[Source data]

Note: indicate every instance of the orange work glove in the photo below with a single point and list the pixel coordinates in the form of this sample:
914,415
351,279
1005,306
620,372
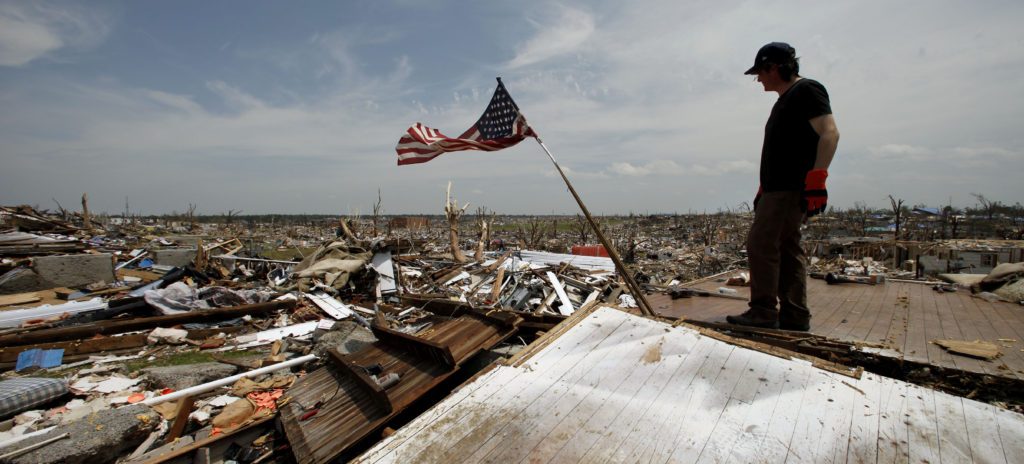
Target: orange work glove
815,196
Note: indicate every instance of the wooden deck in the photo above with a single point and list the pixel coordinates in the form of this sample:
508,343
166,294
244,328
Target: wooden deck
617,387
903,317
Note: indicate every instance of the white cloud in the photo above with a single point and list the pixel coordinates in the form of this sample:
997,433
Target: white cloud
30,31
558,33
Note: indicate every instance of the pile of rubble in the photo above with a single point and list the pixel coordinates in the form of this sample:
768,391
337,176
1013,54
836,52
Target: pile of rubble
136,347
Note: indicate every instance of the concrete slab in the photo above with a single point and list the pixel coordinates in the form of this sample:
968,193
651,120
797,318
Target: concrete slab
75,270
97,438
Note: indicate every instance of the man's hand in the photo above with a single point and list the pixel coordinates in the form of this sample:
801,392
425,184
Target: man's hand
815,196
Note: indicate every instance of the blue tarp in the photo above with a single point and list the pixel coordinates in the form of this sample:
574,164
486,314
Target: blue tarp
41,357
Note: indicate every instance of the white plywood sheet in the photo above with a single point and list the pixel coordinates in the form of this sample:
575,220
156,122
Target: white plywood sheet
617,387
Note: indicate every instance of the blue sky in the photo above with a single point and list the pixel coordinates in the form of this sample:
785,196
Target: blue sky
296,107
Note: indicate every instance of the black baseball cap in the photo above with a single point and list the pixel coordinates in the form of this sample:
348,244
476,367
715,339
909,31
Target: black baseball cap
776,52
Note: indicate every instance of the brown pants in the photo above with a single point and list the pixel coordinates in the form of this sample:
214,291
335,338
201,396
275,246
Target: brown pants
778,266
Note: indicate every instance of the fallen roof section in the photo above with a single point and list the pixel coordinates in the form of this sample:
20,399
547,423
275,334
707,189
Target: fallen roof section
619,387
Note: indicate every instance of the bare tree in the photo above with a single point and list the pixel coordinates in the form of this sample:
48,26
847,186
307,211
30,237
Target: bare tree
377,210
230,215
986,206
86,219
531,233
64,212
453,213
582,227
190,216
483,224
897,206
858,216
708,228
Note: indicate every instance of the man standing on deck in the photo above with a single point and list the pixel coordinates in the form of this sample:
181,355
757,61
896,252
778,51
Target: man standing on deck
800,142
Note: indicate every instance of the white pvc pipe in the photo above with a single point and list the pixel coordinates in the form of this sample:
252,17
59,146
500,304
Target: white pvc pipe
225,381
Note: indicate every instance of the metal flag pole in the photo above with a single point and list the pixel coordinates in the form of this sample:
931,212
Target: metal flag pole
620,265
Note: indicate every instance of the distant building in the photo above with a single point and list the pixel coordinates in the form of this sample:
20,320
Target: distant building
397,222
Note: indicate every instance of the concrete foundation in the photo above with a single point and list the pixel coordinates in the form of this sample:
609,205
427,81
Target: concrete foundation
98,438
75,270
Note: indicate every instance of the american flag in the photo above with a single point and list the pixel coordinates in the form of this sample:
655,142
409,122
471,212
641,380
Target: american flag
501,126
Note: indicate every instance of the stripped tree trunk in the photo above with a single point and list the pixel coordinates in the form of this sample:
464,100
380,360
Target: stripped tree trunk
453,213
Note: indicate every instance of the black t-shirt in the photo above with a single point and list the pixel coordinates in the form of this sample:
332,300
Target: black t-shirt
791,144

▸ **Work required**:
Reproduce all the rows above word for word, omitting the picture.

▸ **Answer**:
Note: indicate every instance of the orange work glove in the photo below with a single point and list the pixel coordinates in the form of this sample:
914,415
351,279
1005,306
620,372
Target: orange work glove
815,196
Note: indicate every instance of the wooden deck in the photo above with a single point and list the pixel coordinates in the form of this sample:
508,343
166,294
244,328
Target: wooden deck
617,387
903,317
Note: indicate every instance of the white cloud in the photo above with a single point and list the pixel coordinates in the form of this sample:
997,433
Target: white cloud
30,31
558,33
Note: indicate every instance of the pile of rubble in the photo above with a single point and list the pixel coordinates in the form of this sample:
768,391
337,176
1013,54
836,52
Target: pile of rubble
136,347
Note: indicate every instance of the concrete slab in the photo above with a single point and list the pixel coordinates in the form of this sample:
968,193
651,120
797,318
Target: concrete slab
75,270
97,438
Note: indicate every instance of the man's hand in the photo above with a single point and list the pixel coordinates in the form of this sample:
801,392
425,184
Target: man's hand
815,196
Note: indicate every instance of the blue tarp in the photo above with a single point and list the pixel coordinates in the form of this sample:
574,164
486,314
Target: blue tarp
41,357
Note: indicate every instance of the white plywood sheet in the photo above with a single point and list the pixel coordinates in the form of this sample:
575,220
156,122
Target: white plywood sheet
617,387
Note: indicate every instance of the blue sky in the photo above with a single point and list the pixel coordinates in the form of this sample:
785,196
Target: blue sky
296,107
Note: indicate every instance of the black baseball cap in the photo above with a single point and list the pixel coordinates in the form of this sample:
348,244
476,367
715,339
909,31
Target: black baseball cap
776,52
Note: indicate every instance of the brown pants in the photo above with a single point and list the pixel coordinates in the form of this sample:
214,291
335,338
201,396
275,246
Target: brown pants
778,266
Note: indicate every instance of the fallen roof section in the photo above with a single point and list the pixel coordinates in the form of this sample:
20,399
547,423
275,334
707,189
Target: fallen roof section
619,387
Note: indicate every instance of the bare tree in the photo above with a single point and list the pixel coordinates in the form of this sample:
48,26
847,186
307,211
30,237
Target: bare tree
377,210
230,215
986,206
86,219
531,233
64,212
453,213
582,227
190,216
483,224
897,206
858,216
708,228
Note: indicate every instance of the man standing on deck in the photo above with a single point and list the pixel coordinates in the form of this sample:
181,355
757,61
896,252
778,51
Target: man standing on deck
800,142
Note: indicate every instance of the white pvc pipe in the photo above with a single point and list the pixel coordinates in the form of this sample:
252,17
59,146
500,304
Target: white pvc pipe
225,381
Note: indicate every instance of the metal flag pole in the photo above with a single point and list the pixel coordinates in the form of this sample:
931,212
Target: metal flag pole
620,265
Note: indicate every instance of the distant building in the photo above with a single point and list the pixel coordinates in the form of this sample:
20,320
Target: distant building
397,222
Note: indicate every instance of the concrete foundation in the photo above with a single point and list the pixel coordinates in the form of this sample:
609,205
427,81
Target: concrete foundation
98,438
75,270
Note: indicate every instance of the american flag in the photo above with a single point and list the pixel coordinates in the form of this sample:
655,142
409,122
471,212
641,380
Target: american flag
501,126
Note: indicate every instance of the stripped tree trunk in the photo above with a single point and list the pixel coordinates in the form of this sample:
464,100
380,360
Target: stripped tree trunk
453,213
Note: indicate every instance of the black t-shirt in the photo above with a single point and list the pixel coordinates in the form of this sample:
332,300
Target: black t-shirt
791,144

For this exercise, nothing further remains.